WHAT IS NEEDED. Render the entries below as a Markdown table with the columns "Row" and "Line", one numbered row per line, skipping blank lines and leaving out the pictures.

---------- DATA FOR THIS TASK

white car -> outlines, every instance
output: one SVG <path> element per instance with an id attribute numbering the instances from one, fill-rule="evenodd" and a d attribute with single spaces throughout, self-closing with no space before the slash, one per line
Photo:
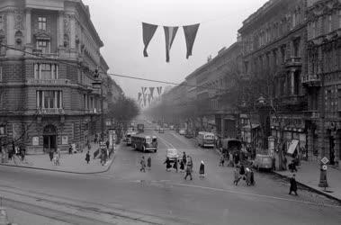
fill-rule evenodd
<path id="1" fill-rule="evenodd" d="M 166 157 L 169 158 L 171 161 L 177 160 L 179 158 L 179 154 L 175 148 L 168 148 L 166 150 Z"/>

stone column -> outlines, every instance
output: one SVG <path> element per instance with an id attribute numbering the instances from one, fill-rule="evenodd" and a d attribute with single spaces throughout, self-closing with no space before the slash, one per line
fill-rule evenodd
<path id="1" fill-rule="evenodd" d="M 57 22 L 57 46 L 58 48 L 64 47 L 64 11 L 58 12 L 58 22 Z"/>
<path id="2" fill-rule="evenodd" d="M 7 45 L 10 47 L 15 47 L 14 33 L 14 9 L 10 8 L 7 11 Z M 13 55 L 13 50 L 7 49 L 7 56 Z"/>

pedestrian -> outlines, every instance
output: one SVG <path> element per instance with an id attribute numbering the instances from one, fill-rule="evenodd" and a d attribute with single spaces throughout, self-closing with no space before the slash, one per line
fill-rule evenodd
<path id="1" fill-rule="evenodd" d="M 186 153 L 184 151 L 184 154 L 183 154 L 183 161 L 184 161 L 184 165 L 187 164 L 187 157 L 186 157 Z"/>
<path id="2" fill-rule="evenodd" d="M 177 158 L 175 158 L 175 159 L 174 160 L 173 168 L 176 170 L 176 173 L 177 173 L 177 167 L 178 167 L 178 166 L 177 166 Z"/>
<path id="3" fill-rule="evenodd" d="M 219 162 L 219 166 L 224 166 L 224 163 L 225 163 L 225 158 L 224 158 L 224 155 L 221 155 L 220 156 L 220 160 Z"/>
<path id="4" fill-rule="evenodd" d="M 166 164 L 166 171 L 169 171 L 172 167 L 172 165 L 168 157 L 166 158 L 164 164 Z"/>
<path id="5" fill-rule="evenodd" d="M 147 167 L 148 167 L 148 170 L 151 169 L 151 158 L 150 158 L 150 156 L 147 158 Z"/>
<path id="6" fill-rule="evenodd" d="M 295 195 L 298 195 L 297 194 L 297 182 L 296 182 L 296 179 L 295 179 L 295 174 L 293 174 L 292 177 L 290 178 L 290 191 L 289 191 L 289 194 L 292 194 L 292 192 L 293 192 L 295 194 Z"/>
<path id="7" fill-rule="evenodd" d="M 193 180 L 192 177 L 192 163 L 188 162 L 186 166 L 186 176 L 184 177 L 185 180 L 187 180 L 187 176 L 190 176 L 191 180 Z"/>
<path id="8" fill-rule="evenodd" d="M 250 168 L 250 174 L 251 174 L 251 177 L 250 177 L 250 184 L 251 184 L 251 185 L 255 185 L 256 184 L 256 183 L 255 183 L 255 176 L 254 176 L 254 171 L 252 170 L 252 168 Z"/>
<path id="9" fill-rule="evenodd" d="M 203 164 L 203 161 L 202 161 L 202 163 L 200 164 L 199 175 L 202 178 L 205 176 L 205 165 Z"/>
<path id="10" fill-rule="evenodd" d="M 251 185 L 251 170 L 248 167 L 246 168 L 246 176 L 247 185 L 249 186 Z"/>
<path id="11" fill-rule="evenodd" d="M 245 175 L 245 167 L 243 165 L 240 166 L 239 175 L 241 175 L 242 176 L 244 176 L 244 175 Z"/>
<path id="12" fill-rule="evenodd" d="M 141 168 L 139 169 L 140 172 L 146 173 L 146 161 L 145 161 L 145 157 L 142 157 L 141 161 L 139 162 L 141 165 Z"/>
<path id="13" fill-rule="evenodd" d="M 233 170 L 233 177 L 234 177 L 233 184 L 237 186 L 240 180 L 239 173 L 237 171 L 237 167 Z"/>
<path id="14" fill-rule="evenodd" d="M 86 152 L 86 155 L 85 155 L 85 161 L 87 164 L 89 164 L 90 162 L 90 151 L 87 151 Z"/>
<path id="15" fill-rule="evenodd" d="M 184 172 L 184 160 L 180 159 L 180 172 Z"/>

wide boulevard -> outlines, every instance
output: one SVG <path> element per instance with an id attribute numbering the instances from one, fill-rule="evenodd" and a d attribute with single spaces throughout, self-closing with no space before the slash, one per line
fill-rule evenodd
<path id="1" fill-rule="evenodd" d="M 67 224 L 337 224 L 341 206 L 308 190 L 289 195 L 289 184 L 270 173 L 256 173 L 256 185 L 233 184 L 233 168 L 219 166 L 212 148 L 199 148 L 194 140 L 174 130 L 154 130 L 157 153 L 142 153 L 124 144 L 108 172 L 72 175 L 0 167 L 4 204 Z M 185 151 L 194 162 L 193 180 L 184 173 L 166 171 L 167 148 Z M 139 171 L 142 156 L 152 166 Z M 206 176 L 198 176 L 200 162 Z M 318 180 L 318 177 L 317 177 Z"/>

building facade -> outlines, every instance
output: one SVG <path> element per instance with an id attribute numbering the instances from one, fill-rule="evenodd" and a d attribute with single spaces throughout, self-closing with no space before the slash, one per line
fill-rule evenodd
<path id="1" fill-rule="evenodd" d="M 341 3 L 308 1 L 309 148 L 316 159 L 341 161 Z"/>
<path id="2" fill-rule="evenodd" d="M 103 46 L 81 0 L 0 2 L 3 148 L 28 152 L 83 148 L 101 128 L 94 71 L 107 78 Z M 104 106 L 107 105 L 104 100 Z"/>
<path id="3" fill-rule="evenodd" d="M 271 0 L 243 22 L 238 32 L 243 42 L 243 74 L 263 80 L 255 96 L 266 106 L 256 111 L 265 137 L 288 144 L 299 140 L 307 148 L 304 112 L 306 90 L 301 79 L 306 71 L 306 1 Z M 256 93 L 255 93 L 256 94 Z M 267 147 L 264 140 L 263 147 Z"/>

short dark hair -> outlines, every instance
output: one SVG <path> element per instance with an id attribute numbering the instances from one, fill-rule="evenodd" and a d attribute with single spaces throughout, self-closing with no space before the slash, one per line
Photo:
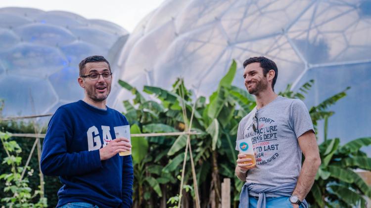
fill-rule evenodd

--------------------

RESPONSE.
| Row | Line |
|---|---|
| 1 | white car -> outlines, every instance |
| 2 | output: one SVG <path> element per instance with an id attribute numbering the instances from one, fill-rule="evenodd" and a d attribute with single spaces throughout, self-closing with no space before the slash, one per line |
| 3 | Photo: |
| 4 | fill-rule evenodd |
| 5 | <path id="1" fill-rule="evenodd" d="M 166 157 L 169 158 L 171 161 L 177 160 L 179 158 L 179 154 L 175 148 L 168 148 L 166 150 Z"/> |
| 6 | stone column -> outlines, every instance |
| 7 | output: one SVG <path> element per instance with an id attribute numbering the instances from one, fill-rule="evenodd" and a d attribute with single spaces throughout, self-closing with no space before the slash, one per line |
| 8 | fill-rule evenodd |
| 9 | <path id="1" fill-rule="evenodd" d="M 57 22 L 57 46 L 58 48 L 64 47 L 64 11 L 58 12 L 58 22 Z"/> |
| 10 | <path id="2" fill-rule="evenodd" d="M 7 45 L 10 47 L 15 47 L 14 33 L 14 9 L 10 8 L 7 11 Z M 13 55 L 13 50 L 7 49 L 7 56 Z"/> |
| 11 | pedestrian -> outlines, every instance |
| 12 | output: one SVG <path> element per instance with an id attribute numbering the instances from one, fill-rule="evenodd" and a d attribute with single spaces throughout, self-closing with no space before the slash, one per line |
| 13 | fill-rule evenodd |
| 14 | <path id="1" fill-rule="evenodd" d="M 186 153 L 184 151 L 184 154 L 183 154 L 183 161 L 184 161 L 184 165 L 187 164 L 187 157 L 186 157 Z"/> |
| 15 | <path id="2" fill-rule="evenodd" d="M 177 158 L 175 158 L 175 159 L 174 160 L 173 168 L 176 170 L 176 173 L 177 173 L 177 167 L 178 167 L 178 166 L 177 166 Z"/> |
| 16 | <path id="3" fill-rule="evenodd" d="M 219 162 L 219 166 L 224 166 L 224 163 L 225 163 L 225 158 L 224 158 L 224 155 L 221 155 L 220 156 L 220 160 Z"/> |
| 17 | <path id="4" fill-rule="evenodd" d="M 166 164 L 166 171 L 169 171 L 172 167 L 172 165 L 168 157 L 166 158 L 164 164 Z"/> |
| 18 | <path id="5" fill-rule="evenodd" d="M 147 167 L 148 167 L 148 170 L 151 169 L 151 158 L 150 158 L 150 156 L 147 158 Z"/> |
| 19 | <path id="6" fill-rule="evenodd" d="M 295 195 L 298 195 L 297 194 L 297 182 L 296 182 L 296 179 L 295 179 L 295 174 L 293 174 L 292 177 L 290 178 L 290 191 L 289 191 L 289 194 L 292 194 L 292 192 L 293 192 L 295 194 Z"/> |
| 20 | <path id="7" fill-rule="evenodd" d="M 193 180 L 192 177 L 192 163 L 188 162 L 186 166 L 186 176 L 184 177 L 185 180 L 187 180 L 187 176 L 190 176 L 191 180 Z"/> |
| 21 | <path id="8" fill-rule="evenodd" d="M 250 168 L 250 174 L 251 174 L 251 177 L 250 177 L 250 184 L 251 184 L 251 185 L 255 185 L 256 184 L 256 183 L 255 183 L 255 176 L 254 176 L 254 171 L 252 170 L 252 168 Z"/> |
| 22 | <path id="9" fill-rule="evenodd" d="M 203 164 L 203 161 L 202 161 L 202 163 L 200 164 L 199 175 L 202 178 L 205 176 L 205 165 Z"/> |
| 23 | <path id="10" fill-rule="evenodd" d="M 251 185 L 251 170 L 248 167 L 246 168 L 246 176 L 247 185 L 249 186 Z"/> |
| 24 | <path id="11" fill-rule="evenodd" d="M 245 175 L 245 167 L 243 165 L 240 166 L 239 175 L 241 175 L 242 176 L 244 176 L 244 175 Z"/> |
| 25 | <path id="12" fill-rule="evenodd" d="M 141 168 L 139 169 L 140 172 L 146 173 L 146 161 L 145 161 L 145 157 L 142 157 L 141 161 L 139 162 L 141 165 Z"/> |
| 26 | <path id="13" fill-rule="evenodd" d="M 233 170 L 233 177 L 234 177 L 233 184 L 237 186 L 240 180 L 239 173 L 237 171 L 237 167 Z"/> |
| 27 | <path id="14" fill-rule="evenodd" d="M 86 152 L 86 155 L 85 155 L 85 161 L 87 164 L 89 164 L 90 162 L 90 151 L 87 151 Z"/> |
| 28 | <path id="15" fill-rule="evenodd" d="M 184 172 L 184 160 L 180 159 L 180 172 Z"/> |
| 29 | wide boulevard -> outlines, every instance |
| 30 | output: one SVG <path> element per instance with an id attribute numbering the instances from one, fill-rule="evenodd" and a d attribute with single spaces throughout, self-closing with no space before the slash, one per line |
| 31 | fill-rule evenodd |
| 32 | <path id="1" fill-rule="evenodd" d="M 67 224 L 337 224 L 341 206 L 308 190 L 289 195 L 289 184 L 270 173 L 256 173 L 256 185 L 233 184 L 233 168 L 219 166 L 212 148 L 199 148 L 194 140 L 174 130 L 154 130 L 157 153 L 142 153 L 124 144 L 108 172 L 72 175 L 0 167 L 4 204 Z M 185 151 L 194 162 L 193 180 L 184 173 L 166 171 L 167 148 Z M 139 171 L 142 156 L 152 166 Z M 206 176 L 198 176 L 200 162 Z M 318 180 L 318 177 L 317 177 Z"/> |
| 33 | building facade -> outlines, every instance |
| 34 | output: one SVG <path> element per instance with an id attribute numbering the instances from one, fill-rule="evenodd" and a d attribute with single spaces throughout, self-closing with no space before the slash, one per line |
| 35 | fill-rule evenodd |
| 36 | <path id="1" fill-rule="evenodd" d="M 341 3 L 308 1 L 309 148 L 316 159 L 341 161 Z"/> |
| 37 | <path id="2" fill-rule="evenodd" d="M 103 46 L 81 0 L 0 2 L 3 148 L 28 152 L 83 148 L 101 128 L 94 71 L 107 78 Z M 104 106 L 107 105 L 104 100 Z"/> |
| 38 | <path id="3" fill-rule="evenodd" d="M 271 0 L 243 22 L 238 32 L 243 42 L 243 74 L 263 80 L 255 96 L 266 106 L 256 111 L 265 137 L 288 144 L 299 140 L 307 148 L 304 112 L 306 90 L 301 79 L 306 71 L 306 1 Z M 256 93 L 255 93 L 256 94 Z M 267 147 L 264 140 L 263 147 Z"/> |
| 39 | short dark hair -> outlines, every instance |
| 40 | output: one SVG <path> element per instance with an id attribute numbering the instances from one, fill-rule="evenodd" and a d attribute with single spaces throughout, self-closing with no space before the slash, one per line |
| 41 | Photo: |
| 42 | fill-rule evenodd |